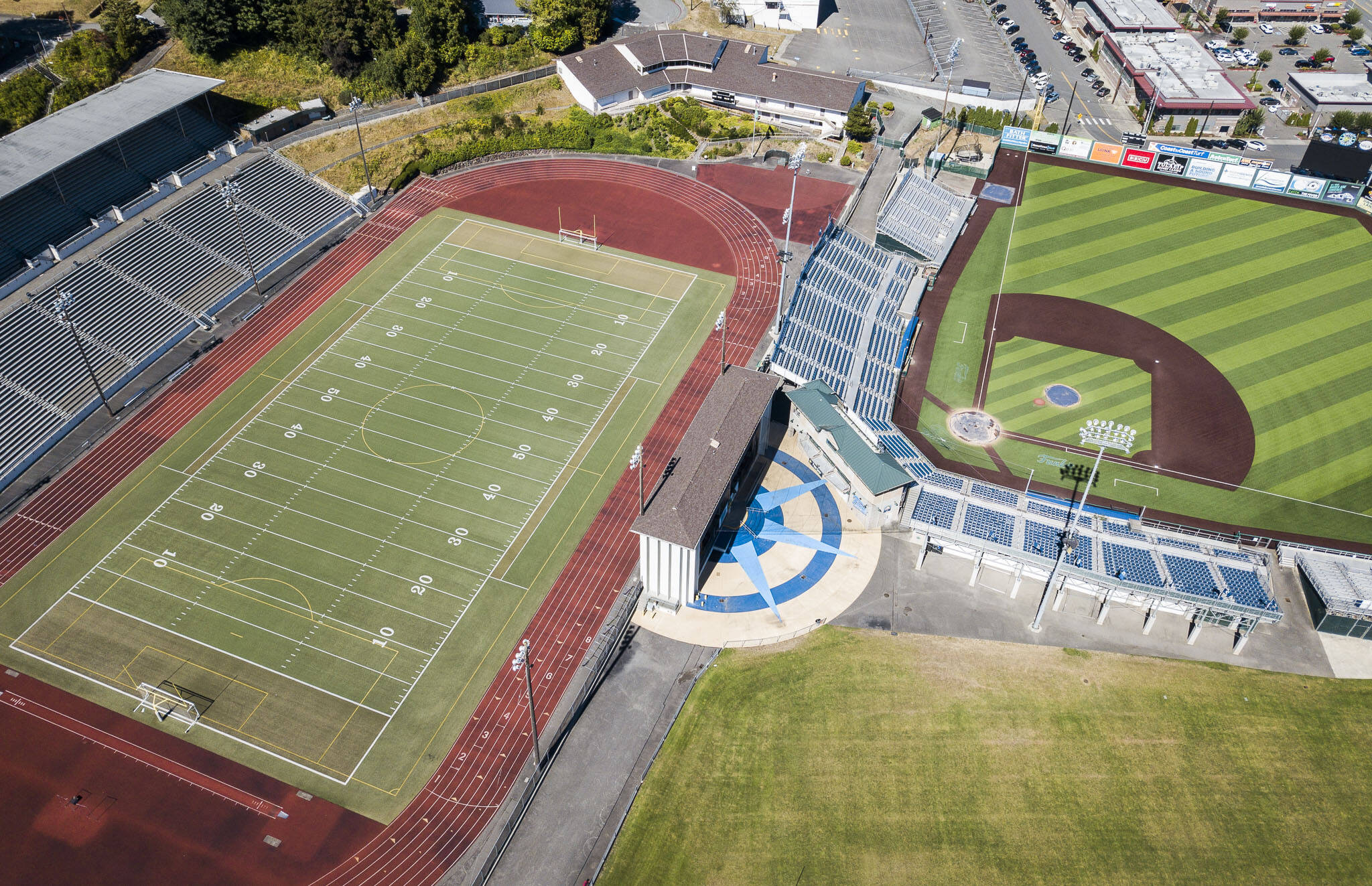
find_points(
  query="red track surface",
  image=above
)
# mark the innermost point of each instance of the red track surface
(636, 208)
(767, 194)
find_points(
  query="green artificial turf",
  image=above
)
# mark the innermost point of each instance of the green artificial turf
(327, 557)
(1274, 297)
(858, 757)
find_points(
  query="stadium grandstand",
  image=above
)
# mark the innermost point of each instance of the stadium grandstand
(1338, 587)
(66, 177)
(135, 299)
(922, 218)
(849, 324)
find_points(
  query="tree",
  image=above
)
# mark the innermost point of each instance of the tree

*EXERCISE OBJECTIVE*
Reproduce every line of the records above verbatim, leaving out the pictures.

*EXPECTED ANSWER*
find_points(
  query="red track surface",
  image=above
)
# mark the innermost point of each instance of the red track surface
(636, 208)
(767, 194)
find_points(
  query="green artificial turf",
  image=above
)
# mark the innermost point of each instance of the green artificial turf
(327, 557)
(1274, 297)
(858, 757)
find_points(
  query="stadium grandstand",
  image=above
)
# mark the innermost point of each instance of the stadium grandstand
(1338, 587)
(66, 177)
(135, 299)
(922, 218)
(849, 324)
find_points(
  query="tree",
  image=above
)
# mark the innermost point of each instance of the tree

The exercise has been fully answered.